(Extracted records)
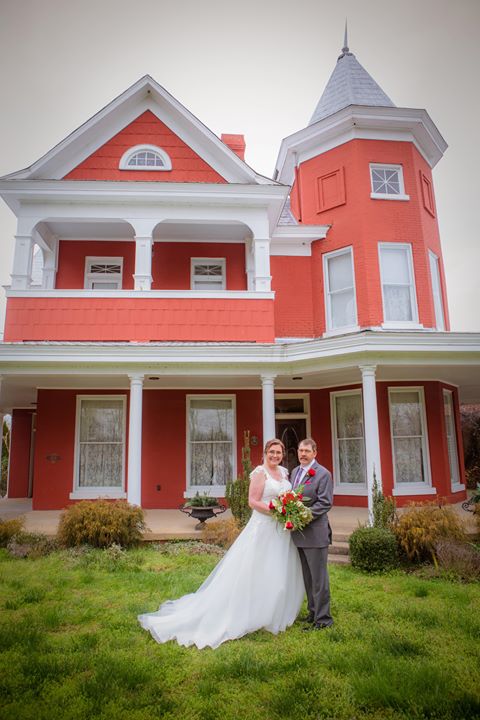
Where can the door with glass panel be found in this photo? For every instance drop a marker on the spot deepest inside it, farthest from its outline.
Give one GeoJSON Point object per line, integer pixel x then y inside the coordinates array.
{"type": "Point", "coordinates": [292, 424]}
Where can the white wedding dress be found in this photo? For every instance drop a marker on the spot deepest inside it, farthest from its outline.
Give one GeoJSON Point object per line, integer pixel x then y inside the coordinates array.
{"type": "Point", "coordinates": [257, 584]}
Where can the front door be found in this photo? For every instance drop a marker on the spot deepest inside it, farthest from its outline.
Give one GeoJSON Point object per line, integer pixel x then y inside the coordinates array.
{"type": "Point", "coordinates": [291, 432]}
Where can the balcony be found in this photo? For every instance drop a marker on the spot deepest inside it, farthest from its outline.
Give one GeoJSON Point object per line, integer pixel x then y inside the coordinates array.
{"type": "Point", "coordinates": [139, 316]}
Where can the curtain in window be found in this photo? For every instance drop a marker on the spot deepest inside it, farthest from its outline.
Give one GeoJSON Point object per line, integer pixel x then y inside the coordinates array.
{"type": "Point", "coordinates": [341, 291]}
{"type": "Point", "coordinates": [101, 443]}
{"type": "Point", "coordinates": [350, 439]}
{"type": "Point", "coordinates": [408, 441]}
{"type": "Point", "coordinates": [396, 282]}
{"type": "Point", "coordinates": [451, 436]}
{"type": "Point", "coordinates": [211, 442]}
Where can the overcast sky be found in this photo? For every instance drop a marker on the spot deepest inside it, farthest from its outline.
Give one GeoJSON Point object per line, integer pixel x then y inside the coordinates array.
{"type": "Point", "coordinates": [256, 67]}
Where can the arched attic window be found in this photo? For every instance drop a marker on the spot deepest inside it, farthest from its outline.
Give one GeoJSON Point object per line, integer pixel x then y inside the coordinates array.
{"type": "Point", "coordinates": [145, 157]}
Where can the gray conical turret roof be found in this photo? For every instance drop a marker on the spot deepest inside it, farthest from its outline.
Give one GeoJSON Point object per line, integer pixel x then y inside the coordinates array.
{"type": "Point", "coordinates": [349, 84]}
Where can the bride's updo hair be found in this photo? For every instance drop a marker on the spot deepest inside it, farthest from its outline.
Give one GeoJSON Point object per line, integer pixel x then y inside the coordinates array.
{"type": "Point", "coordinates": [269, 444]}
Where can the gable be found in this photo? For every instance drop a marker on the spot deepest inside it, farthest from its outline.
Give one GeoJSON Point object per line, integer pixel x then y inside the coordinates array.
{"type": "Point", "coordinates": [146, 129]}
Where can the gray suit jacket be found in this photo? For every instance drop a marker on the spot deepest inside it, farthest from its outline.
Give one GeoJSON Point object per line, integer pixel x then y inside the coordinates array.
{"type": "Point", "coordinates": [320, 491]}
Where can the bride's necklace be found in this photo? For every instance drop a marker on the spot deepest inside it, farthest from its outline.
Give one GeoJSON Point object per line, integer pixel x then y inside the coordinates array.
{"type": "Point", "coordinates": [272, 472]}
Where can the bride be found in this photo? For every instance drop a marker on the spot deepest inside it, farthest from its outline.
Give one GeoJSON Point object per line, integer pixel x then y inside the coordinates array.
{"type": "Point", "coordinates": [257, 584]}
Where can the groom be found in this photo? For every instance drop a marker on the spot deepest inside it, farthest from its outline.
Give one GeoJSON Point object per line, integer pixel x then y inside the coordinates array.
{"type": "Point", "coordinates": [312, 542]}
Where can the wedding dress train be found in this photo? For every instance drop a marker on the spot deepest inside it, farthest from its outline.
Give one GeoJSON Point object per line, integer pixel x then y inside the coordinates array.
{"type": "Point", "coordinates": [257, 584]}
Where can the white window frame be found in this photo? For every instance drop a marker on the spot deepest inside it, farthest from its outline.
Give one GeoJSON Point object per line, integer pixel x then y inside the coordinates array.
{"type": "Point", "coordinates": [90, 493]}
{"type": "Point", "coordinates": [417, 488]}
{"type": "Point", "coordinates": [127, 155]}
{"type": "Point", "coordinates": [388, 196]}
{"type": "Point", "coordinates": [328, 305]}
{"type": "Point", "coordinates": [436, 279]}
{"type": "Point", "coordinates": [90, 278]}
{"type": "Point", "coordinates": [393, 324]}
{"type": "Point", "coordinates": [453, 462]}
{"type": "Point", "coordinates": [213, 490]}
{"type": "Point", "coordinates": [207, 261]}
{"type": "Point", "coordinates": [344, 488]}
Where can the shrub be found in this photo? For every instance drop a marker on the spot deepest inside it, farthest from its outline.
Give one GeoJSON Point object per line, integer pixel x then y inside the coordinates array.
{"type": "Point", "coordinates": [384, 508]}
{"type": "Point", "coordinates": [101, 523]}
{"type": "Point", "coordinates": [32, 545]}
{"type": "Point", "coordinates": [237, 490]}
{"type": "Point", "coordinates": [373, 549]}
{"type": "Point", "coordinates": [460, 559]}
{"type": "Point", "coordinates": [9, 528]}
{"type": "Point", "coordinates": [221, 532]}
{"type": "Point", "coordinates": [422, 526]}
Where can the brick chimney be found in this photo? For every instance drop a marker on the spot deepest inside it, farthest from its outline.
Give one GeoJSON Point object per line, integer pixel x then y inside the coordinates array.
{"type": "Point", "coordinates": [235, 143]}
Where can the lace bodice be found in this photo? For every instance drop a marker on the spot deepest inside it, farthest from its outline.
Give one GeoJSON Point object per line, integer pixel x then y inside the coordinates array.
{"type": "Point", "coordinates": [273, 487]}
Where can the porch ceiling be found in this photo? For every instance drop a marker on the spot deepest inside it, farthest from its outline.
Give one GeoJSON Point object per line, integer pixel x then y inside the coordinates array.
{"type": "Point", "coordinates": [20, 390]}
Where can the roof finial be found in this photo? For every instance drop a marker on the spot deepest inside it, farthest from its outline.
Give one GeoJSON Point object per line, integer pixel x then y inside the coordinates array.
{"type": "Point", "coordinates": [345, 49]}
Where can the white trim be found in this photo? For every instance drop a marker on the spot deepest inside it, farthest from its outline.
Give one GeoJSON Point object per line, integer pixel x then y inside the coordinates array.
{"type": "Point", "coordinates": [345, 488]}
{"type": "Point", "coordinates": [414, 323]}
{"type": "Point", "coordinates": [87, 492]}
{"type": "Point", "coordinates": [191, 490]}
{"type": "Point", "coordinates": [386, 196]}
{"type": "Point", "coordinates": [417, 488]}
{"type": "Point", "coordinates": [328, 307]}
{"type": "Point", "coordinates": [208, 261]}
{"type": "Point", "coordinates": [187, 294]}
{"type": "Point", "coordinates": [128, 154]}
{"type": "Point", "coordinates": [90, 277]}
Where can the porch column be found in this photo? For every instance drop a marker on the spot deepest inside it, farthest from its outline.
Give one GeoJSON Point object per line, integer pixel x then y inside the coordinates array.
{"type": "Point", "coordinates": [372, 439]}
{"type": "Point", "coordinates": [22, 262]}
{"type": "Point", "coordinates": [261, 264]}
{"type": "Point", "coordinates": [268, 406]}
{"type": "Point", "coordinates": [134, 493]}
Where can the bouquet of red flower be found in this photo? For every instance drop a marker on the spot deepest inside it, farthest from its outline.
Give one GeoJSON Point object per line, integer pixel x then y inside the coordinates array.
{"type": "Point", "coordinates": [290, 509]}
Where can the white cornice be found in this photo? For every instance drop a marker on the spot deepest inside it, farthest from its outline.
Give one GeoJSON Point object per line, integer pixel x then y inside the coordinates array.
{"type": "Point", "coordinates": [360, 122]}
{"type": "Point", "coordinates": [377, 347]}
{"type": "Point", "coordinates": [145, 94]}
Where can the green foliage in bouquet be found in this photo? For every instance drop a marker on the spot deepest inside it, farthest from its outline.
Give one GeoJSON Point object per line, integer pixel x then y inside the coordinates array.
{"type": "Point", "coordinates": [237, 490]}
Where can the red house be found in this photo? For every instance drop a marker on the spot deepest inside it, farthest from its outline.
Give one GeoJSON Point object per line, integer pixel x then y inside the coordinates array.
{"type": "Point", "coordinates": [184, 299]}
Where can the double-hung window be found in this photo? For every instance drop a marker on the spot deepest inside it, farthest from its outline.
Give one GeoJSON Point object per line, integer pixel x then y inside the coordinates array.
{"type": "Point", "coordinates": [398, 284]}
{"type": "Point", "coordinates": [341, 307]}
{"type": "Point", "coordinates": [103, 273]}
{"type": "Point", "coordinates": [348, 442]}
{"type": "Point", "coordinates": [451, 432]}
{"type": "Point", "coordinates": [210, 443]}
{"type": "Point", "coordinates": [387, 182]}
{"type": "Point", "coordinates": [436, 290]}
{"type": "Point", "coordinates": [100, 446]}
{"type": "Point", "coordinates": [208, 274]}
{"type": "Point", "coordinates": [409, 441]}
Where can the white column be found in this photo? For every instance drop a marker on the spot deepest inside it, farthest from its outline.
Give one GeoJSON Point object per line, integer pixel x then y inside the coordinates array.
{"type": "Point", "coordinates": [261, 264]}
{"type": "Point", "coordinates": [22, 262]}
{"type": "Point", "coordinates": [268, 406]}
{"type": "Point", "coordinates": [143, 262]}
{"type": "Point", "coordinates": [134, 493]}
{"type": "Point", "coordinates": [372, 439]}
{"type": "Point", "coordinates": [50, 264]}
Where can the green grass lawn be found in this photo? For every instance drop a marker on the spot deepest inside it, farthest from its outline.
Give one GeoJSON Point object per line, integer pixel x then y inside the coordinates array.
{"type": "Point", "coordinates": [402, 647]}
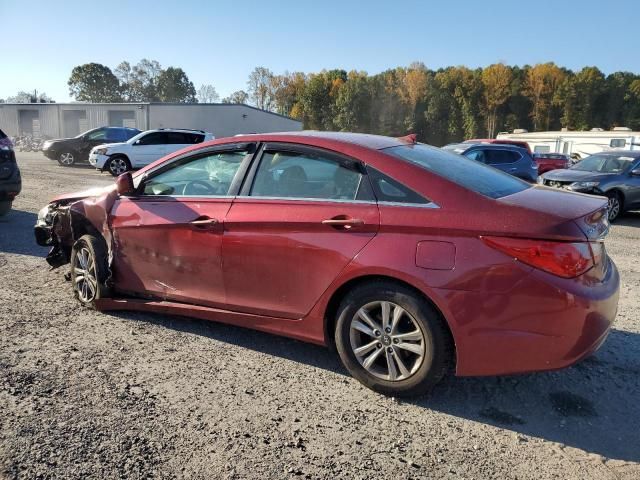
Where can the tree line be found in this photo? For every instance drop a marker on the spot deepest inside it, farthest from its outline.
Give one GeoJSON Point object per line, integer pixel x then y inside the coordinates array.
{"type": "Point", "coordinates": [440, 106]}
{"type": "Point", "coordinates": [453, 103]}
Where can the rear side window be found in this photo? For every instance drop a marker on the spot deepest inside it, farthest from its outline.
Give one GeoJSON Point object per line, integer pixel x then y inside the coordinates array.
{"type": "Point", "coordinates": [467, 173]}
{"type": "Point", "coordinates": [387, 189]}
{"type": "Point", "coordinates": [285, 174]}
{"type": "Point", "coordinates": [194, 137]}
{"type": "Point", "coordinates": [499, 157]}
{"type": "Point", "coordinates": [156, 138]}
{"type": "Point", "coordinates": [177, 138]}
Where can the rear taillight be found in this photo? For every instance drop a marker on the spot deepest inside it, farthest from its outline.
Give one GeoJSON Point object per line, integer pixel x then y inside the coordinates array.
{"type": "Point", "coordinates": [564, 259]}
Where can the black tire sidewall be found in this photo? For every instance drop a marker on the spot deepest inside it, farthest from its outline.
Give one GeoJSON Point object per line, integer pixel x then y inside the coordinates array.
{"type": "Point", "coordinates": [75, 157]}
{"type": "Point", "coordinates": [97, 249]}
{"type": "Point", "coordinates": [620, 205]}
{"type": "Point", "coordinates": [5, 207]}
{"type": "Point", "coordinates": [116, 158]}
{"type": "Point", "coordinates": [436, 360]}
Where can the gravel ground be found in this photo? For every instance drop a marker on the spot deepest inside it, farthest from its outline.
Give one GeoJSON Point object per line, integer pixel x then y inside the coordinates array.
{"type": "Point", "coordinates": [121, 395]}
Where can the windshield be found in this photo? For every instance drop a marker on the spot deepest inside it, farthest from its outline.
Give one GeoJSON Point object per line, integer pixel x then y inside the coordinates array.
{"type": "Point", "coordinates": [604, 163]}
{"type": "Point", "coordinates": [468, 173]}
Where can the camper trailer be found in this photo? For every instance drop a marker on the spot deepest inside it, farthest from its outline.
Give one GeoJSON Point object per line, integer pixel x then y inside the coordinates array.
{"type": "Point", "coordinates": [576, 144]}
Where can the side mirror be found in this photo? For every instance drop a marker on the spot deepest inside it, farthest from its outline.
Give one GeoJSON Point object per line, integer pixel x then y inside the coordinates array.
{"type": "Point", "coordinates": [124, 184]}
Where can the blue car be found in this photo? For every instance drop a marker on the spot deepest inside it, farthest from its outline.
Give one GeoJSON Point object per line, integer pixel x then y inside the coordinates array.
{"type": "Point", "coordinates": [508, 158]}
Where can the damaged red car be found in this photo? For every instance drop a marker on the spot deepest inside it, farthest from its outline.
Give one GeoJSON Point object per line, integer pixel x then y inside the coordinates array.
{"type": "Point", "coordinates": [411, 261]}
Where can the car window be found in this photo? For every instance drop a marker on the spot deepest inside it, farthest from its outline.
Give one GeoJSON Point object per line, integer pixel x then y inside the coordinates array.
{"type": "Point", "coordinates": [209, 175]}
{"type": "Point", "coordinates": [604, 163]}
{"type": "Point", "coordinates": [296, 175]}
{"type": "Point", "coordinates": [177, 138]}
{"type": "Point", "coordinates": [461, 170]}
{"type": "Point", "coordinates": [477, 155]}
{"type": "Point", "coordinates": [155, 138]}
{"type": "Point", "coordinates": [114, 134]}
{"type": "Point", "coordinates": [387, 189]}
{"type": "Point", "coordinates": [498, 157]}
{"type": "Point", "coordinates": [100, 134]}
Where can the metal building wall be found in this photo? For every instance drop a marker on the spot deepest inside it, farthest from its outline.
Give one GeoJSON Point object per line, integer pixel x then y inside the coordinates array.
{"type": "Point", "coordinates": [223, 120]}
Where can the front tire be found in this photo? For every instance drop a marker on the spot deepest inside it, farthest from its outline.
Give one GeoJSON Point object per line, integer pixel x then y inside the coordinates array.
{"type": "Point", "coordinates": [89, 270]}
{"type": "Point", "coordinates": [118, 165]}
{"type": "Point", "coordinates": [392, 340]}
{"type": "Point", "coordinates": [67, 159]}
{"type": "Point", "coordinates": [615, 206]}
{"type": "Point", "coordinates": [5, 207]}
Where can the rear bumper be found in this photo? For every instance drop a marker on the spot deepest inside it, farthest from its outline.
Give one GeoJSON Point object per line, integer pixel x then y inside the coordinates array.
{"type": "Point", "coordinates": [544, 323]}
{"type": "Point", "coordinates": [50, 154]}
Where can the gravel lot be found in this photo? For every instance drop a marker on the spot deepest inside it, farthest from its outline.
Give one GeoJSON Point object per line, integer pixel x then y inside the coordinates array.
{"type": "Point", "coordinates": [121, 395]}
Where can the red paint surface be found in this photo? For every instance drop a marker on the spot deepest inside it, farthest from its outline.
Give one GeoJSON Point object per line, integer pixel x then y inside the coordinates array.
{"type": "Point", "coordinates": [274, 266]}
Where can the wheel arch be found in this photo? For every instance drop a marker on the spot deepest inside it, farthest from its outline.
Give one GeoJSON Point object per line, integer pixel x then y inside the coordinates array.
{"type": "Point", "coordinates": [338, 295]}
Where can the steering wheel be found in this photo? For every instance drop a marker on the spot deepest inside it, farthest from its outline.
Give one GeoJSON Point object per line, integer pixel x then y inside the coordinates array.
{"type": "Point", "coordinates": [199, 187]}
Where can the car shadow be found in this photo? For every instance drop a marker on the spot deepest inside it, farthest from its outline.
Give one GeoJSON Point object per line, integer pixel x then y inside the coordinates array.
{"type": "Point", "coordinates": [16, 234]}
{"type": "Point", "coordinates": [592, 406]}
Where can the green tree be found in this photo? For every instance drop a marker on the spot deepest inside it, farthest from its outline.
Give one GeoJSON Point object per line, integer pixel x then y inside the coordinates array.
{"type": "Point", "coordinates": [260, 87]}
{"type": "Point", "coordinates": [496, 79]}
{"type": "Point", "coordinates": [208, 94]}
{"type": "Point", "coordinates": [175, 86]}
{"type": "Point", "coordinates": [239, 96]}
{"type": "Point", "coordinates": [93, 82]}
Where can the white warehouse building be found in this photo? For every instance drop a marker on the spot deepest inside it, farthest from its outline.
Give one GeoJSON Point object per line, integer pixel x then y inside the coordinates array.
{"type": "Point", "coordinates": [64, 120]}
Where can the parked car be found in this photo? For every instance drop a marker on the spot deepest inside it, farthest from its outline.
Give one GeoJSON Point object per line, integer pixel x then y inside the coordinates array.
{"type": "Point", "coordinates": [614, 174]}
{"type": "Point", "coordinates": [10, 181]}
{"type": "Point", "coordinates": [69, 151]}
{"type": "Point", "coordinates": [143, 149]}
{"type": "Point", "coordinates": [508, 158]}
{"type": "Point", "coordinates": [499, 141]}
{"type": "Point", "coordinates": [358, 241]}
{"type": "Point", "coordinates": [551, 161]}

## WHAT YOU SHOULD DO:
Word for word, restate the lines of the data above that fall between the line holding "Where can the damaged" and the line holding "Where can the car window", inclusive, and no other lines.

## FINISHED TASK:
Where can the damaged red car be found in this photo? For every instance drop a marker on the spot deepest inside it, farthest from its outline.
Give one GeoJSON Point object per line, integer pixel x then y inside the coordinates array.
{"type": "Point", "coordinates": [411, 261]}
Where can the car window be found in this photo? For every instance drop a marker on the spot deepest inside it, farthest from its outline.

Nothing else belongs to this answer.